*Task requirements*
Carry on the biography of Alexander Voeykov from the point where it stops.
(Extract provided begins)
Russian poet, translator, literary historian and journalist

Alexander Fyodorovich Voeykov (Алекса′ндр Фё′дорович Вое′йков, September 10 (August 30, o.s) 1779, Moscow, Russian Empire - July 28 (16) 1839, Saint Petersburg, Russian Empire) was a Russian poet, translator, literary historian and journalist, best known for his satirical poems of 1814-1820.

==Biography==
Alexander Voeykov was born in Moscow into a noble family and studied at the Moscow University's boarding school for nobility where his name later has been engraved onto the golden plaque of the best students in the history of the school. In 1796 he joined the Russian army and served in cavalry guards.

After retirement in 1801 he returned to Moscow and made his house a literary center, home to the circle known as Friendly Literature Society which had among its members Vasily Zhukovsky, brothers Andrey and Alexander Turgenev, Aleksey Merzlyakov, brothers Andrey and Mikhail Kaisarov, Semyon Rodzyanko. Voeykov's political views were radical for his times: he was denouncing 'tyranny', criticized Zhukovsky's neutrality in political issues and was the proponent of the 'social poetry'. Two of his best known early works were satires, "To Speransky: On Real Welfare" and "To My Starosta", published in 1806 and 1807 respectively. In 1909 his translations of Voltaire's The Age of Louis XIV and The Age of Louis XV were published.

In 1812-1813, Voeykov served in the Russian army. He became an active member of the literary circle which formed around Andrey Kaisarov's printing office at the Mikhail Kutuzov's headquarters. Inspired by Russian victory over Napoleon, he published several patriotic verses in 1813. In 1814, Voeykov married Alexandra Andreyevna Protasova, a niece of Zhukovsky who served as a prototype for his famous Svetlana ballad's heroine. The satirical pamphlet The Asylum (Дом сумесшедших, 1814), ridiculing prominent authors and politicians, gave him notoriety; it was first published only in 1857, almost twenty years after its author's death.
(Extract provided ends)
(Record set begins)
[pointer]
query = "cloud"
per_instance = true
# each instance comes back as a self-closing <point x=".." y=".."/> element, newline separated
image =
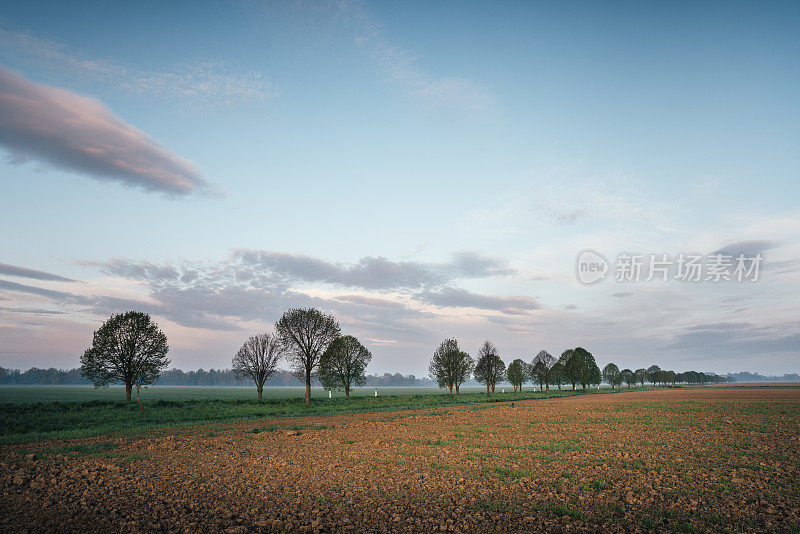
<point x="208" y="81"/>
<point x="32" y="290"/>
<point x="24" y="272"/>
<point x="748" y="248"/>
<point x="400" y="67"/>
<point x="451" y="297"/>
<point x="32" y="311"/>
<point x="572" y="216"/>
<point x="737" y="339"/>
<point x="80" y="134"/>
<point x="266" y="268"/>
(Record set ends)
*Answer to the problem*
In 1815, Voeykov moved with his family to Dorpat to become the professor of Russian language at this city's University. In the years to follow he drifted towards the Karamzin circle and took part in the Arzamas Society. In 1817 his translation of Virgil's Georgics was published. The same year Voeykov and Alexander Turgenev published the first in the series of Selected Works from Russian Literature which was re-issued in 1822-1824.

After quitting the Dorpat University, Voeykov in 1820 moved to Saint Petersburg to become an inspector in an artillery college. The same year he was elected the Member of the Russian Academy of Science and started a journalistic career. In 1820, recommended by Zhukovsky, he became a co-publisher of Syn Otechestva magazine but a raw with Nikolay Gretsch put an end to this. In 1822-1828 he edited Russky Invalid newspaper, then in 1827-1830, Slavyanin magazine, maintaining strong professional links with Alexander Pushkin, Kondraty Ryleyev, Anton Delvig and Pyotr Vyazemsky, among others. Still, Voeykov was not a popular figure: his satires were harsh, some colleagues considered him to be mercantile and quarrelsome.

In 1828, Voeykov's wife died. He lost the support of many prominent people and in his later years experienced serious financial troubles. He was making attempts to compile and publish his works but never succeeded. Alexander Voeykov died in 1839 in Saint Petersburg.